§ **EXERCISE PROMPT**:
Pull out every one of the lines below and reproduce them verbatim, in their original order.
## begin
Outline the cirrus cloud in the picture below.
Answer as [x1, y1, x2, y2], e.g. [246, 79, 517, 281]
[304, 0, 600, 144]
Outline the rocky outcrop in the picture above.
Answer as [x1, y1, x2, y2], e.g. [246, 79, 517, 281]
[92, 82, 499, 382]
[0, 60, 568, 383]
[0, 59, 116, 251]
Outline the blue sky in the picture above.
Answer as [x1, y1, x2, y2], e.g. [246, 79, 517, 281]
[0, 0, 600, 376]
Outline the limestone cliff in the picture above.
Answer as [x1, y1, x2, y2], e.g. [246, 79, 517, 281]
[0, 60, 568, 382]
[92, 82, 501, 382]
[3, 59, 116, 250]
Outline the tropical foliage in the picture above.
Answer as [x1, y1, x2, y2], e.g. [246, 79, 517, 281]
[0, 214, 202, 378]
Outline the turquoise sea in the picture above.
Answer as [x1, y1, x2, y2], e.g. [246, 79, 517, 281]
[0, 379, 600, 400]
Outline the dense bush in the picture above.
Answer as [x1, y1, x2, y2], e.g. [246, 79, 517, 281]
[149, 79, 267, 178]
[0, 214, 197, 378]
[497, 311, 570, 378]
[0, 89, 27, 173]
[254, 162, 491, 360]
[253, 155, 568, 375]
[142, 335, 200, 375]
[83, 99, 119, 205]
## end
§ **SOLUTION BELOW**:
Outline the cirrus cloud in the picture below.
Answer as [x1, y1, x2, y2], e.g. [246, 79, 517, 281]
[304, 0, 600, 144]
Outline the rocky outcrop in the picture above.
Answer as [x1, y1, x2, y2], e.g. [246, 79, 517, 281]
[92, 82, 499, 382]
[0, 60, 568, 383]
[0, 59, 116, 251]
Outline the blue sky in the picture above.
Answer as [x1, y1, x2, y2], e.g. [246, 79, 517, 281]
[0, 0, 600, 376]
Outline the limestone cliff in the picture above.
Answer as [x1, y1, x2, y2], e.g. [246, 79, 517, 281]
[0, 60, 568, 382]
[92, 82, 501, 382]
[3, 59, 116, 250]
Outline the tropical foliage in the picture above.
Answer as [x1, y1, x2, y2], e.g. [246, 79, 517, 281]
[0, 214, 202, 378]
Outline the turquoise sea in the picture above.
Answer as [x1, y1, x2, y2], e.g. [246, 79, 517, 281]
[0, 379, 600, 400]
Outline the dense bush in the picture above.
Answer as [x1, y1, x2, y2], e.g. [246, 79, 517, 281]
[149, 79, 267, 178]
[0, 214, 197, 378]
[497, 311, 570, 378]
[0, 89, 27, 173]
[254, 162, 491, 360]
[253, 155, 568, 375]
[142, 335, 200, 375]
[83, 99, 119, 205]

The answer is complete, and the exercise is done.